TASK REQUIREMENTS
The entries should each be set down again precisely.

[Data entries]

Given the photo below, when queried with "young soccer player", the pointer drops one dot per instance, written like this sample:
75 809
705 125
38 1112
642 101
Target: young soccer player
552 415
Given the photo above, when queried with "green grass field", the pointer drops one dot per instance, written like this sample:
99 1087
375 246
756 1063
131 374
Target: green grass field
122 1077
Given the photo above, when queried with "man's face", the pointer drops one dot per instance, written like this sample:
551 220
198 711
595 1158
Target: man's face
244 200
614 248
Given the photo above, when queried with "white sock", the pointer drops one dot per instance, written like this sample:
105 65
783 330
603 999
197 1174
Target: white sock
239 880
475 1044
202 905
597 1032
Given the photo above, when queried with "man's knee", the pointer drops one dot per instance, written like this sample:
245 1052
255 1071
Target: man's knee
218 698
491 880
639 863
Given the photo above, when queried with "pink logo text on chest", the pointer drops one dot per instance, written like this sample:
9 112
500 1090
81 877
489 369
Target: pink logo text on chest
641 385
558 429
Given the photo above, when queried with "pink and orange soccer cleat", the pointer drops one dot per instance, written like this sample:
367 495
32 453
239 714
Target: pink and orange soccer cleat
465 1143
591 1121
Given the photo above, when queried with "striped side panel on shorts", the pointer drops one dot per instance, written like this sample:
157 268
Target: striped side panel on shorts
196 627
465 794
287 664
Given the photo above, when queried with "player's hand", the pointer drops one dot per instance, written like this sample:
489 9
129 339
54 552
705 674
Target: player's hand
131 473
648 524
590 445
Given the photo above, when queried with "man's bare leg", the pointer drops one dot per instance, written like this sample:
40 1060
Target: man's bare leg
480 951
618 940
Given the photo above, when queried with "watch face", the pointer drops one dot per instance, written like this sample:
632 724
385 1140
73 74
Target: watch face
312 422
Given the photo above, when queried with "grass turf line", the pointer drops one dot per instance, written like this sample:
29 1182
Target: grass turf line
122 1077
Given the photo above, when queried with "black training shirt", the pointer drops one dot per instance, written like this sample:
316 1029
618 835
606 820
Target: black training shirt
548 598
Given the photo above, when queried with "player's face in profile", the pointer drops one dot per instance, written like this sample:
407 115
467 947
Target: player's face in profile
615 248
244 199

OUTPUT OF THE TASK
Given the photo below, when queried with "young soccer player", the pointer drops one dot per instance, written like this sample:
75 809
705 125
38 1112
642 101
Target: young soccer player
552 415
Given the photo above, when queried with "green grass field", the pointer drops one dot per instance, written like this sample:
99 1087
375 246
756 1063
131 374
Target: green grass field
122 1077
Given the photo above, when queried with "man's face", the pointer drops one dot per instance, written like this sample:
551 220
198 711
595 1158
Target: man's face
244 200
614 248
Given the photo above, when queried with "white sock", the pointer drops one dot per instance, written like this sample:
105 65
783 330
603 999
197 1174
Target: white sock
239 880
475 1044
202 905
597 1032
Given the photo above, when queried with "man's knee", the pointer drops one dot per instance, written like this sample:
245 1052
255 1071
Target: man's knee
218 698
491 880
639 863
Given the photo above, when queried with "pink logo text on chest", the pointer drops one dot per instance, written like this sample:
9 112
500 1090
81 877
489 369
Target: pink logo text on chest
641 385
558 429
Given the photo above, when queried with "pink and orange soccer cleat", the pointer drops one dot per instance, written like this sample:
367 495
32 453
239 714
Target: pink and orange soccer cleat
465 1143
591 1121
Given the photo above, when queried with "striped side panel on shorts", the pointer drops one dot per instance, written like this sample:
157 268
Target: striped side panel on shorts
196 627
465 794
287 664
Given the photo above, when queried with "player's hand", the pointer drops one dot per instance, written like this sample:
489 9
129 339
54 552
705 674
Target: player's hand
131 473
648 524
590 445
Given the photo above, when queried with "man's bare leg", the pointer drops one dot per instance, written like this sample:
40 1060
Target: man's bare leg
480 951
618 940
Given the photo above, when queried with "watch face", the pointer drops one dot per instance, written like this sample:
632 724
385 1140
73 74
Target: watch face
312 422
Given the photo above, when queried with "grass turf line", the pointer drops one dot per instance, written like this sample:
29 1182
Target: grass turf line
122 1077
Given the photo above, when queried with "black training shirt", the pointer drops one dot per instance, written like this sample:
316 1029
618 835
606 820
Target: black training shirt
548 598
Given the photo above, when queried with "player's face in profile", the pointer drops one dot per instance, written like this sample:
407 115
467 947
Target: player's face in profile
615 248
244 199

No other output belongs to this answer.